_WORK REQUEST_
Whenever a line below mentions the word "pink", that line should be copied.

(Stored data entries)
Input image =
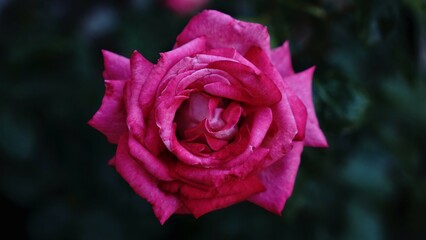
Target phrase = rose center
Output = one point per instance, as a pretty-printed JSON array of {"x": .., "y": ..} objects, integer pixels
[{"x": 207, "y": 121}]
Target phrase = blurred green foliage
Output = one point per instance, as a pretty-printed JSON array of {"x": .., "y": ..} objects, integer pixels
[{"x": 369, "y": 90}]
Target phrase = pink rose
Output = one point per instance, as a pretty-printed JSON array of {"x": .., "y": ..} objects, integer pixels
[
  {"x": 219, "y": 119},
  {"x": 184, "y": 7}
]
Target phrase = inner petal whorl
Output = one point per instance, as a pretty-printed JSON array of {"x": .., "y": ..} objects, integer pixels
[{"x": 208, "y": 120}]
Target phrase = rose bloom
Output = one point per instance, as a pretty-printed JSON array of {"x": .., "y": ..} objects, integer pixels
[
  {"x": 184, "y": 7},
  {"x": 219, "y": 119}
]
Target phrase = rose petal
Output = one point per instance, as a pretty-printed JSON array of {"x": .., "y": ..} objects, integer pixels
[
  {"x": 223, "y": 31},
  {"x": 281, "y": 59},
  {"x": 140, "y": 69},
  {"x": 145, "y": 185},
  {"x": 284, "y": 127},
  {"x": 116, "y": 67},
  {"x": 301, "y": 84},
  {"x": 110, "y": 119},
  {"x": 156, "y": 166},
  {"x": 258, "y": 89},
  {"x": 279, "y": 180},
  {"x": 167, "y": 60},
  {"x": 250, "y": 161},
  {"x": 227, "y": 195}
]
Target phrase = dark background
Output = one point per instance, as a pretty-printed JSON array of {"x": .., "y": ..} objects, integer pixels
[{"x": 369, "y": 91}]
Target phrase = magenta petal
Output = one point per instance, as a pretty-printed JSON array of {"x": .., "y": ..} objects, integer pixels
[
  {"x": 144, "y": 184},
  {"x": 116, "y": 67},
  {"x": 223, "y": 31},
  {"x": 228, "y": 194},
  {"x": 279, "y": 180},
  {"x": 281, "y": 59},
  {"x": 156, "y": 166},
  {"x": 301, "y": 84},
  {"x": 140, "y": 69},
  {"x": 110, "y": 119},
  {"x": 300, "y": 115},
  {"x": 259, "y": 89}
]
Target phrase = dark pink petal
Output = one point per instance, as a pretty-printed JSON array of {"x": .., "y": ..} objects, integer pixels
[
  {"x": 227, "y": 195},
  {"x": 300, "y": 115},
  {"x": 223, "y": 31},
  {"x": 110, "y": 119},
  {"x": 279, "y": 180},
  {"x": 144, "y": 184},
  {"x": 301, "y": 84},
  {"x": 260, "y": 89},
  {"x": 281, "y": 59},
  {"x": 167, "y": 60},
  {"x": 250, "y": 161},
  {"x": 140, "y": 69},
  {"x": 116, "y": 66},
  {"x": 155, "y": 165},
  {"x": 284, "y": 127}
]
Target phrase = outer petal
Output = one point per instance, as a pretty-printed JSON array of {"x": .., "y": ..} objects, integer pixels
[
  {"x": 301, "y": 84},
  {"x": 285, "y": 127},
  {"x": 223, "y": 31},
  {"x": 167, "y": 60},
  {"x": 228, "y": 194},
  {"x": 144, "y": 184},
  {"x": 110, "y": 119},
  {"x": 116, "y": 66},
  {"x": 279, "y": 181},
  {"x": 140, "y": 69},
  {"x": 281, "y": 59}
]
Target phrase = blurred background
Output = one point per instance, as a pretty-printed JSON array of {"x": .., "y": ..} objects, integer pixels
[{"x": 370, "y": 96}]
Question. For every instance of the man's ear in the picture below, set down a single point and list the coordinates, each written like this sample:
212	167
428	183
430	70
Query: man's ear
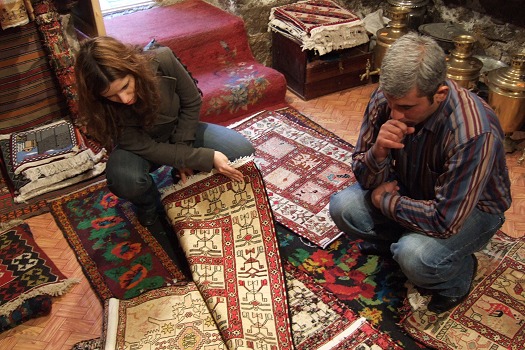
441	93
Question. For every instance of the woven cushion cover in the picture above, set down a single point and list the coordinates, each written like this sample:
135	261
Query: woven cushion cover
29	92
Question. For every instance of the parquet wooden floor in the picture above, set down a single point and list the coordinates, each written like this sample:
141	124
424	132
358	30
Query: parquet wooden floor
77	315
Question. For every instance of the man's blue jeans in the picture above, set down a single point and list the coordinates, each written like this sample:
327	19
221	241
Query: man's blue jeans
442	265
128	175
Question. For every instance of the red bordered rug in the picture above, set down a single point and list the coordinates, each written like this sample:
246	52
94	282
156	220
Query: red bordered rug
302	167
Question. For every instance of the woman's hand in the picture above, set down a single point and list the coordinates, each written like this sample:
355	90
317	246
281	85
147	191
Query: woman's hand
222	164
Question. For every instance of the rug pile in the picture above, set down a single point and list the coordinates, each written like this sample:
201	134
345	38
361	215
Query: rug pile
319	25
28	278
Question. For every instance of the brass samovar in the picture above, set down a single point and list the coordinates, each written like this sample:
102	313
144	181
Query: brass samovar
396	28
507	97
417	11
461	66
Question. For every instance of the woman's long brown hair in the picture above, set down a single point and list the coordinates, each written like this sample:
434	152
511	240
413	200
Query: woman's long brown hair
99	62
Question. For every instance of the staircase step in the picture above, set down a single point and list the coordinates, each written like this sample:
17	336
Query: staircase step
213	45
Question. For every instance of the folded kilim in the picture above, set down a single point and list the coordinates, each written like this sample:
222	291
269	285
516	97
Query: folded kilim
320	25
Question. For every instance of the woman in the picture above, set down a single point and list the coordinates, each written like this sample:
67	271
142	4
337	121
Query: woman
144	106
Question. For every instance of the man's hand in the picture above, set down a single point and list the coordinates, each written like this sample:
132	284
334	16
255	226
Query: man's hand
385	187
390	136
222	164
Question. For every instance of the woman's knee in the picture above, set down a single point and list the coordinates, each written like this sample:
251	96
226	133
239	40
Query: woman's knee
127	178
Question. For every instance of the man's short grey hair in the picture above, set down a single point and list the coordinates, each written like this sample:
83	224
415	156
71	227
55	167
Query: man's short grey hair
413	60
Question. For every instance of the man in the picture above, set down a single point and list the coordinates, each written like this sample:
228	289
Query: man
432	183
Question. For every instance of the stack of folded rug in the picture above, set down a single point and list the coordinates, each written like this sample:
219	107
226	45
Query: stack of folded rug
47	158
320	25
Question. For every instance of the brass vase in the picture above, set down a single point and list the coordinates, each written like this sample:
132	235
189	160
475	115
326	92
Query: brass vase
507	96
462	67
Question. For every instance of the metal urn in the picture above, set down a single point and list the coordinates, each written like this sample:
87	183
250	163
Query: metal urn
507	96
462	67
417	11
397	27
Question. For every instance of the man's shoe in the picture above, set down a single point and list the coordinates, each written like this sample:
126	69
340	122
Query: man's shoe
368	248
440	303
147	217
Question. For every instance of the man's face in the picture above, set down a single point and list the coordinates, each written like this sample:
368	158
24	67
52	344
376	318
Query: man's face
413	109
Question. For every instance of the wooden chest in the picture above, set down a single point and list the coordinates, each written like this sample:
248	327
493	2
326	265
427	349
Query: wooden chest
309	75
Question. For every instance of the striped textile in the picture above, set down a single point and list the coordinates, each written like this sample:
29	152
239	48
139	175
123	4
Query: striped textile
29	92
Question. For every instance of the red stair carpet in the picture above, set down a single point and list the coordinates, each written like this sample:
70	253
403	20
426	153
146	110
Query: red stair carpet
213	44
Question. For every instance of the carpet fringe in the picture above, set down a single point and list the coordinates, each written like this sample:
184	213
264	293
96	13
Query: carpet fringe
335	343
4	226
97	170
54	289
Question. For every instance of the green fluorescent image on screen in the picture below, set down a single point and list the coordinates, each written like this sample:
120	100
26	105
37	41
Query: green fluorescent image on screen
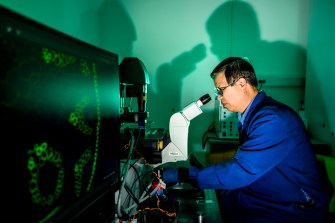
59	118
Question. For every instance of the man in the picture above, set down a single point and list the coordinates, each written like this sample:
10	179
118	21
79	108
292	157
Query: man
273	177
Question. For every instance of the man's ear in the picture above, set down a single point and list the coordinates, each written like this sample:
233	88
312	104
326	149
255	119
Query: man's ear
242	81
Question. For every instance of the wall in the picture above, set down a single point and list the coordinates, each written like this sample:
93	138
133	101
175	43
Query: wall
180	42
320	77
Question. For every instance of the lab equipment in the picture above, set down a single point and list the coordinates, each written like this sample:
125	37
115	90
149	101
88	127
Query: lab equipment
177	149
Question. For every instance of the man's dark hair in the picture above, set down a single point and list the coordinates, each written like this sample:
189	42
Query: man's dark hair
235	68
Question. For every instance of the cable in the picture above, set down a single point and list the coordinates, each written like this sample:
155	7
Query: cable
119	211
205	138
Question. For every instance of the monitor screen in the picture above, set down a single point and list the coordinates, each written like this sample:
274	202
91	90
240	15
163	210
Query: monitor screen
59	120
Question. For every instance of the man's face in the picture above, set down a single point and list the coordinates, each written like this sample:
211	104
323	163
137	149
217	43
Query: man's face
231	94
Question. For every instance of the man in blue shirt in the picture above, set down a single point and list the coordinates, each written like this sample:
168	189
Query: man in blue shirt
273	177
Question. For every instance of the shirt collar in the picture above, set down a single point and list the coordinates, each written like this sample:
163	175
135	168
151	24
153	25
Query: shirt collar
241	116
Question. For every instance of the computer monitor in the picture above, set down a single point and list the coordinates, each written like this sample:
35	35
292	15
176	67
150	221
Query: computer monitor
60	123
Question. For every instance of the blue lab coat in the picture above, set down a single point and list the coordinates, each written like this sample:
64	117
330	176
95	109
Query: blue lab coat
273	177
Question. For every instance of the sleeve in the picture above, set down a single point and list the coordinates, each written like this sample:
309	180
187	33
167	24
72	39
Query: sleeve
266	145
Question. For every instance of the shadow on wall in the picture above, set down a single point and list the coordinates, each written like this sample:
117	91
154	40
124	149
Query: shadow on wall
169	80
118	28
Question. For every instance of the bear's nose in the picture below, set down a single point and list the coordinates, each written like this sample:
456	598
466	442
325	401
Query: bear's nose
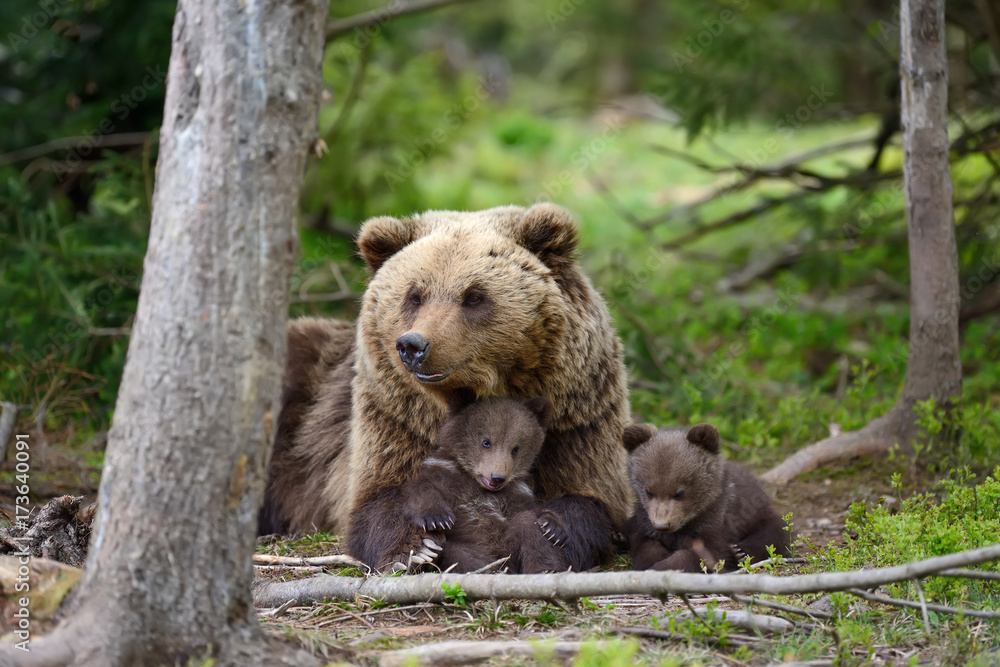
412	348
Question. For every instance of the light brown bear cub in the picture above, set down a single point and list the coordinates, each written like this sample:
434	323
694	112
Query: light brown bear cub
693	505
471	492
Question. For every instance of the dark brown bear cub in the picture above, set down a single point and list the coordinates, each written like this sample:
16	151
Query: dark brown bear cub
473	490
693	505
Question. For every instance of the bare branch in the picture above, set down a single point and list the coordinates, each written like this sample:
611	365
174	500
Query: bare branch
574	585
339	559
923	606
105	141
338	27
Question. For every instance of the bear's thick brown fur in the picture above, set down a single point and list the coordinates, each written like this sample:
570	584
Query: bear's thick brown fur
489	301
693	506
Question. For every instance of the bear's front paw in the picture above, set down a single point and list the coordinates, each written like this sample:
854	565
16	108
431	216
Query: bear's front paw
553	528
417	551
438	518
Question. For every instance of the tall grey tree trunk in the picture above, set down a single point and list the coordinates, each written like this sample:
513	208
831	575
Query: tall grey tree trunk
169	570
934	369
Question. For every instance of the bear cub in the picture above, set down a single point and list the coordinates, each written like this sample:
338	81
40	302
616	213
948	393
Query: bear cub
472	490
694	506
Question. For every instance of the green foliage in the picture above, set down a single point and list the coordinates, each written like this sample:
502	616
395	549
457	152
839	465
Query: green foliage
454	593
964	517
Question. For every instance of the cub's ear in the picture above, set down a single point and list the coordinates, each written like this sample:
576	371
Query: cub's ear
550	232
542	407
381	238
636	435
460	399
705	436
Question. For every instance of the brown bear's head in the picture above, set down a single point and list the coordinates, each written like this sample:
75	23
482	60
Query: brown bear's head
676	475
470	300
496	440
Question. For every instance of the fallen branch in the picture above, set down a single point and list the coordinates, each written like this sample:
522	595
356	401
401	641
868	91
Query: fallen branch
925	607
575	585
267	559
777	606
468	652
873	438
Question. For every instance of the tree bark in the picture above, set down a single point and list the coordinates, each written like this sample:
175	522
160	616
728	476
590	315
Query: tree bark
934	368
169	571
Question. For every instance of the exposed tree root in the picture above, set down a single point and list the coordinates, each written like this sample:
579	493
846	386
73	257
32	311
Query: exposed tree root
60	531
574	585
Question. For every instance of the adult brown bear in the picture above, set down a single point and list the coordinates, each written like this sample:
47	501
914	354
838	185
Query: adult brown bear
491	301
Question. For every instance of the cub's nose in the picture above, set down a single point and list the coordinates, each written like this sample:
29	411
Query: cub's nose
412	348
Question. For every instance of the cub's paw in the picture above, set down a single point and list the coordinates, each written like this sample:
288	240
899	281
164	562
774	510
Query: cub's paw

_TASK RESULT_
Target phrase = pink rose
Target phrase = dark pink petal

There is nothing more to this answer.